• Selected text:
* start *
By MICHAEL CRIMMINS
Glasgow News 1
Multiple fraudulent checks were caught and safeguards were put in place before a state audit was released, according to Barren County Judge-Executive Jamie Bewley Byrd.
“The state audit did not find the fraudulent checks,” said Deputy Judge-Executive Garland Gilliam, who was also in a Thursday morning interview with Glasgow News 1. “We had already found, and taken care of them, but [the state auditors] had to report that that happened, so their report showed that.”
“We’d already found those…in the previous year before the [state] auditors were even here,” Byrd added.
There were 14 fraudulent checks that were written between May 22, 2023, and February 19, 2024, by a Mississippi man, on a county South Central Bank account. The state audit report for the fiscal year ending on June 30, 2024, listed 13 findings, some of which related to fraudulent checks.
Byrd told Glasgow News 1 during an April 2 interview that three of the fraudulent checks were found by an independent auditor in covering fiscal year July 1, 2022 to June 30, 2023. That triggered a review of the checks that found the remaining 11 later mentioned in the state audit. The state audit is conducted every four years, but the county contracts for an independent audit each year.
To ensure that fraudulent checks “never happen again,” the county has gone to digital time cards, began utilizing Pro-Chex – a program that alerts Byrd each morning around 11 a.m. asking her to approve checks trying to clear the county’s account – and hired Gary Sommerville, who is an accountant and functions as the county’s assistant finance officer, according to Byrd.
Byrd said the fraudulent checks were clearly fake and not ordered. She also said fraud prevention steps were taken when the first check was brought to her attention.
“We started the check clear program immediately,” Byrd said. “We changed all the bank accounts immediately. Everything was changed immediately before the investigation with Glasgow PD even started.”
Byrd reported the fraud to the Glasgow Police Department on March 5, 2024, according to the Kentucky Incident-Based Reporting System report. The checks, which were altered and used the county’s legitimate account and routing numbers for South Central Bank in Kentucky, were linked to John Martin Akins in Gulfport, Mississippi.
* end *
• Exercise prompt: Reproduce the passage of the article on the fraudulent county checks between "There were 14" and "to fraudulent checks.", inclusive. The material after this article comes from a separate source.

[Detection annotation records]
* start *
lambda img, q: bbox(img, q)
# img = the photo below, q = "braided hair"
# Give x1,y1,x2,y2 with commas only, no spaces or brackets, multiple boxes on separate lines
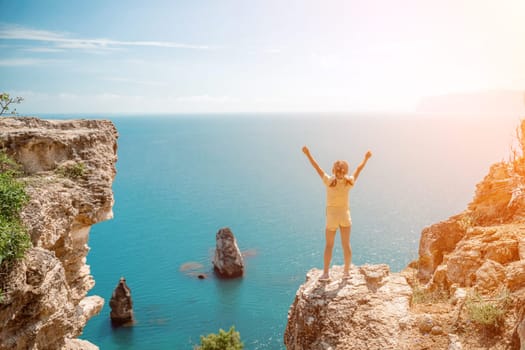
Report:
330,160,354,187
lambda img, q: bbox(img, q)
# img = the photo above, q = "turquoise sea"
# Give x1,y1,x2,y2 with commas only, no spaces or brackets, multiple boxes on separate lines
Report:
46,114,518,350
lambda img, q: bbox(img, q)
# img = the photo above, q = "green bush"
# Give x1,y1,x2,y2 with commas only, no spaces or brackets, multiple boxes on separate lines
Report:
465,290,510,328
0,171,29,219
0,151,31,264
196,326,244,350
57,163,86,179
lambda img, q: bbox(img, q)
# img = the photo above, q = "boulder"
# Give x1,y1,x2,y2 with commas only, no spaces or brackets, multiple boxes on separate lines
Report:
213,227,244,278
109,277,134,326
284,265,413,350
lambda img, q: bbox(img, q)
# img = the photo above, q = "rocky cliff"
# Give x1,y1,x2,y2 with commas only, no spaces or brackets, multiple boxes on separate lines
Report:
284,123,525,350
0,118,118,349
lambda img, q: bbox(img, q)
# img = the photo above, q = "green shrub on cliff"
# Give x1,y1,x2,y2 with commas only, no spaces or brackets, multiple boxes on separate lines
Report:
195,326,244,350
0,151,31,264
465,290,510,328
57,163,86,180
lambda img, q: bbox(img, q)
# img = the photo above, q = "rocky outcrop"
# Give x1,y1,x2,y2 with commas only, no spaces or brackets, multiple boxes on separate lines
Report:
213,227,244,278
284,265,412,350
109,277,133,326
284,123,525,350
0,118,118,349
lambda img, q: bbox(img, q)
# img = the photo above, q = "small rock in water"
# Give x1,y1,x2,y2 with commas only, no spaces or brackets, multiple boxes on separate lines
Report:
213,227,244,278
109,277,134,326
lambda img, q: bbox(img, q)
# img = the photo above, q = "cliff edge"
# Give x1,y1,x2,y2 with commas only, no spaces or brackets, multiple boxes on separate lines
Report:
0,117,118,349
284,122,525,350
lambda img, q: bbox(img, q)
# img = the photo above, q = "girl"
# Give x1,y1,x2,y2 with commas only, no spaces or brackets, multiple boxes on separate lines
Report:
303,146,372,281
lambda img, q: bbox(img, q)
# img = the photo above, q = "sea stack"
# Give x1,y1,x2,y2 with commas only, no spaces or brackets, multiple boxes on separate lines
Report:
213,227,244,278
109,277,133,326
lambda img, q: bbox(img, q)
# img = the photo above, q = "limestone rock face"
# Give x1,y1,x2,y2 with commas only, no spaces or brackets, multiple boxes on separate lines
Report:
284,265,412,350
213,227,244,278
284,121,525,350
0,118,118,349
109,277,133,326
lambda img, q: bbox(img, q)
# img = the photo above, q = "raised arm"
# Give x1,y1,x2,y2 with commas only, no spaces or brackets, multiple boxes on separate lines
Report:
354,151,372,181
303,146,324,177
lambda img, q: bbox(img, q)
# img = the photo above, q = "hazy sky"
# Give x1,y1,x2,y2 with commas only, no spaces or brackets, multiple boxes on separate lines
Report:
0,0,525,113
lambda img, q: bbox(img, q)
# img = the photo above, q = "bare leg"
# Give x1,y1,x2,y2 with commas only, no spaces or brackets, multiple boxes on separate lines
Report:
341,226,352,276
321,229,336,278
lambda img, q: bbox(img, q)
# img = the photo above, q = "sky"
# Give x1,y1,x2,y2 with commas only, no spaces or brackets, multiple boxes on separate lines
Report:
0,0,525,113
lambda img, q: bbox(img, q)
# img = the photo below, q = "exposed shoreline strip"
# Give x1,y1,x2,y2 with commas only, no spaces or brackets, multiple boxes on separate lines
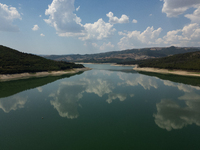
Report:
133,66,200,77
0,67,91,82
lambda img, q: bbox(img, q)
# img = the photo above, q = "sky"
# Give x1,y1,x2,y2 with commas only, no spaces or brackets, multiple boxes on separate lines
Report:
0,0,200,55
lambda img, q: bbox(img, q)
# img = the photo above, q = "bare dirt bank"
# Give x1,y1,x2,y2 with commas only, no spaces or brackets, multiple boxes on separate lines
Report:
133,66,200,77
0,68,91,82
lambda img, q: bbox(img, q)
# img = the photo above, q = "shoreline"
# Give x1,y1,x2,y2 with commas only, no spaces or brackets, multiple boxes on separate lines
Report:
133,66,200,77
0,67,92,82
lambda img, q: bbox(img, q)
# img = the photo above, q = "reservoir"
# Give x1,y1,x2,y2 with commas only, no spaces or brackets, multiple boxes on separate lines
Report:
0,64,200,150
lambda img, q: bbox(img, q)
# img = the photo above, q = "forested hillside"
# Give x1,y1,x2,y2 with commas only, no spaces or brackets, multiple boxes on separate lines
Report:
0,46,84,74
44,46,200,63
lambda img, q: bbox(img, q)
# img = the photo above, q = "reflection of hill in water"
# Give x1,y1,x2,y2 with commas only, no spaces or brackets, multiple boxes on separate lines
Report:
0,72,83,98
139,72,200,87
108,69,138,73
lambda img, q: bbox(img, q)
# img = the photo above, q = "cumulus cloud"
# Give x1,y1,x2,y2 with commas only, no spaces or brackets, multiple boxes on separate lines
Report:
106,12,129,24
0,3,22,32
106,93,127,104
44,0,115,41
118,23,200,49
44,0,84,34
100,42,115,51
32,24,39,31
40,33,45,37
76,6,80,11
132,19,137,23
162,0,200,17
118,26,162,49
158,23,200,46
185,6,200,24
79,18,116,40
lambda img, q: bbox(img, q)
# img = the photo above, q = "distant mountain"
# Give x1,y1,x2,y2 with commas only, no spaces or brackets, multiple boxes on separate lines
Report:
43,46,200,63
121,51,200,71
0,46,84,74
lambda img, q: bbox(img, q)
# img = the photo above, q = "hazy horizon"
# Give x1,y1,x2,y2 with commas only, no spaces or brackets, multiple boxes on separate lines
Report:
0,0,200,55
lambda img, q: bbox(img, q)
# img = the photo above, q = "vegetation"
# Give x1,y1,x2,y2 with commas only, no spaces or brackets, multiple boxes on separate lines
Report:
121,51,200,71
43,46,200,63
0,46,84,74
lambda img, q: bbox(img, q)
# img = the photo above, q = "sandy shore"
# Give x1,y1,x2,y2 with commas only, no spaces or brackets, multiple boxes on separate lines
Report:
133,66,200,77
0,68,91,82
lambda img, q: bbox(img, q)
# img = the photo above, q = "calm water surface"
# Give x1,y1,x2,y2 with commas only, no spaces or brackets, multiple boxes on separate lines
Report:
0,65,200,150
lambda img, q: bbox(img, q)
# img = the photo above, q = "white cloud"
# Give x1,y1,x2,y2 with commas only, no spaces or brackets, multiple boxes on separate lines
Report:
106,12,129,24
100,42,115,51
0,3,22,32
118,27,162,49
44,0,84,36
76,6,80,11
118,23,200,49
162,0,200,17
32,24,39,31
79,18,116,41
40,33,45,36
44,0,115,41
106,93,127,104
132,19,137,23
160,23,200,46
185,6,200,23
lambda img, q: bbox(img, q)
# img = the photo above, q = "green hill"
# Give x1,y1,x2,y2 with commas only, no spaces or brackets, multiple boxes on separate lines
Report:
0,46,84,74
119,51,200,71
43,46,200,63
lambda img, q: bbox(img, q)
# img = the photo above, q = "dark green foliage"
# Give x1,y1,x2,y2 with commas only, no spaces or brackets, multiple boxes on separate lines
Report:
43,46,200,63
119,51,200,71
0,46,84,74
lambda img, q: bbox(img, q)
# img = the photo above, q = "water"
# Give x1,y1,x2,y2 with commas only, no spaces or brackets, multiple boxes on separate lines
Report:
0,65,200,150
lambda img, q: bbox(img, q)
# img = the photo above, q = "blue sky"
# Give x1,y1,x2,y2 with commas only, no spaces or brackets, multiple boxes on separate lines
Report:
0,0,200,54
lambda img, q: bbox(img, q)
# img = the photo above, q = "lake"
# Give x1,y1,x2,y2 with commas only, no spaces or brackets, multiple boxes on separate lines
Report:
0,64,200,150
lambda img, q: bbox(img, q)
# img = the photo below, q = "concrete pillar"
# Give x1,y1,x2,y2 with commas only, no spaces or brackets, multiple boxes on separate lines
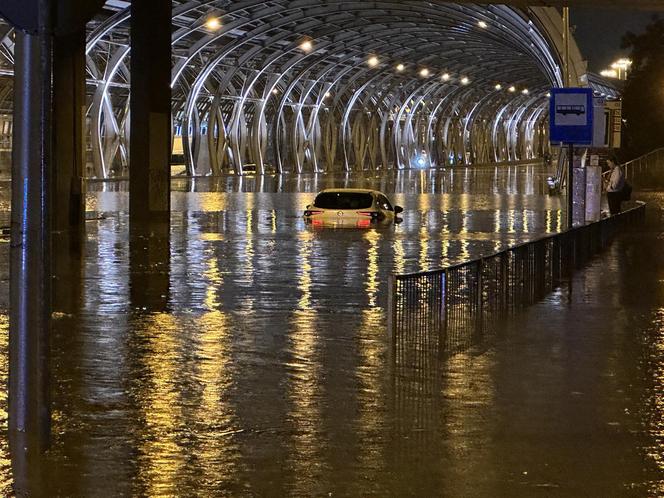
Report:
51,29,85,313
129,0,171,225
9,27,52,462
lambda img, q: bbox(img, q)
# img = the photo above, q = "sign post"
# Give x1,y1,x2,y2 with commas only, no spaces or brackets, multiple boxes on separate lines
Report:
549,88,593,230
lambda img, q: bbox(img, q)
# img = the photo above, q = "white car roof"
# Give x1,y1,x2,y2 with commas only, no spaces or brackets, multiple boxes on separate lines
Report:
319,188,385,195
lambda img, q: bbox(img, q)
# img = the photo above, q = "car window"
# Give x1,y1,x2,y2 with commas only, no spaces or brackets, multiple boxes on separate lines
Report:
314,192,373,209
376,195,393,211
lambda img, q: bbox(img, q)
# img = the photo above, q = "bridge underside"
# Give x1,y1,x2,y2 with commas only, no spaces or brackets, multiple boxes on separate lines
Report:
0,0,572,178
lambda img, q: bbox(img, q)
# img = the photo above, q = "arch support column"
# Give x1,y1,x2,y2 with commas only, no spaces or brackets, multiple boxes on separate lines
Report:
129,0,172,223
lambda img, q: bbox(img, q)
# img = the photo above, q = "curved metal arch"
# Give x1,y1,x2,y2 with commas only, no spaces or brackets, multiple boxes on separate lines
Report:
75,0,572,177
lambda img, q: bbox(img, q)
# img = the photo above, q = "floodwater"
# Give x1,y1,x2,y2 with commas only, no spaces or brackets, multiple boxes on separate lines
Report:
0,165,661,496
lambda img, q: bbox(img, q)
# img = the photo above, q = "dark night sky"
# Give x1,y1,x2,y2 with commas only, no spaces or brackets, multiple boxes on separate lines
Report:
570,7,662,73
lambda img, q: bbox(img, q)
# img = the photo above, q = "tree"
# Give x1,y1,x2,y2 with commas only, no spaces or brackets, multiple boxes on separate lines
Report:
622,17,664,157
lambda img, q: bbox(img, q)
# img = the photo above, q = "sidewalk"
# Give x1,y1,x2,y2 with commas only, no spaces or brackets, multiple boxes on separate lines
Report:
466,193,664,497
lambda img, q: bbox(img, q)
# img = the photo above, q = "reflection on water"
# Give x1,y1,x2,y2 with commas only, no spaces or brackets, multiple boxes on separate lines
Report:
0,166,660,496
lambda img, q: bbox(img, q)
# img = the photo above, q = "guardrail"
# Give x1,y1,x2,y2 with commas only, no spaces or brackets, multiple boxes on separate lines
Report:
602,148,664,186
388,203,645,367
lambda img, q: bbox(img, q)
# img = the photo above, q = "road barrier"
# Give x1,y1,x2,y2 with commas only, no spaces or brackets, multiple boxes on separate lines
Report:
388,203,645,362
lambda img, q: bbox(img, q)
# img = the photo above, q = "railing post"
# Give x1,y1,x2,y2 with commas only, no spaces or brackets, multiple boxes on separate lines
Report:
387,275,397,362
475,258,484,337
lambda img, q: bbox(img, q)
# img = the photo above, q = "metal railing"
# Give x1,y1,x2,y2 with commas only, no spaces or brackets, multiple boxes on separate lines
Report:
602,148,664,184
388,203,645,362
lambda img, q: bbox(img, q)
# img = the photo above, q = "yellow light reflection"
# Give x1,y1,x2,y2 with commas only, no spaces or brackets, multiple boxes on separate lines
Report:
394,239,406,273
287,231,324,496
364,230,381,308
138,313,186,496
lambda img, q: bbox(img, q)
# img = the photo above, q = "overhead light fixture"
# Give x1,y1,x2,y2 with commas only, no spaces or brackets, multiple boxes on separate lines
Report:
599,69,618,78
205,17,221,31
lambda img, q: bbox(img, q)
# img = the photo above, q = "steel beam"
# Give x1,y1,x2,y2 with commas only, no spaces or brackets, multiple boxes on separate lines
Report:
129,0,171,224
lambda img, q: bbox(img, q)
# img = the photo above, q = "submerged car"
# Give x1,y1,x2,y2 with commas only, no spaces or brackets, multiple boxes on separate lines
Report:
304,188,403,227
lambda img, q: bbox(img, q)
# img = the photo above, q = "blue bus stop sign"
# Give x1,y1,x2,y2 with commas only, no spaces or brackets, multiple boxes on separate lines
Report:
549,88,593,145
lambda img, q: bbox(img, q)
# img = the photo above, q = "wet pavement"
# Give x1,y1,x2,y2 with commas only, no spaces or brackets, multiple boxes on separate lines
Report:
0,166,664,496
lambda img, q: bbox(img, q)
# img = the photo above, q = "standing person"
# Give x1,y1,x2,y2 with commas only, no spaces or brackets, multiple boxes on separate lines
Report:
606,154,625,216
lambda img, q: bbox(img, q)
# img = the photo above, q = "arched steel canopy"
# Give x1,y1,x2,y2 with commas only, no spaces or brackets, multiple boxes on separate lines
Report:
0,0,576,177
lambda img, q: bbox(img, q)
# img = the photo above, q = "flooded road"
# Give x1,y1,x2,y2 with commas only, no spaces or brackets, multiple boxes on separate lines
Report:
0,166,646,496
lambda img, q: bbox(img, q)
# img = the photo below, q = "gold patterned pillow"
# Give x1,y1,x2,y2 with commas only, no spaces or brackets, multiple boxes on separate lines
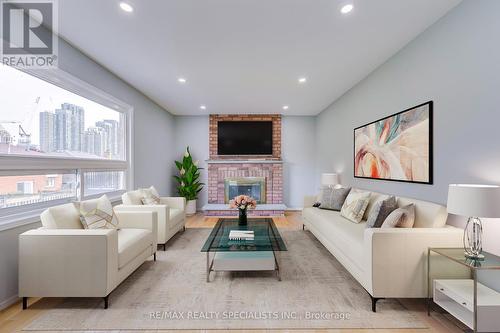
* end *
• Exercise answer:
There were 14 fraudulent checks that were written between May 22, 2023, and February 19, 2024, by a Mississippi man, on a county South Central Bank account. The state audit report for the fiscal year ending on June 30, 2024, listed 13 findings, some of which related to fraudulent checks.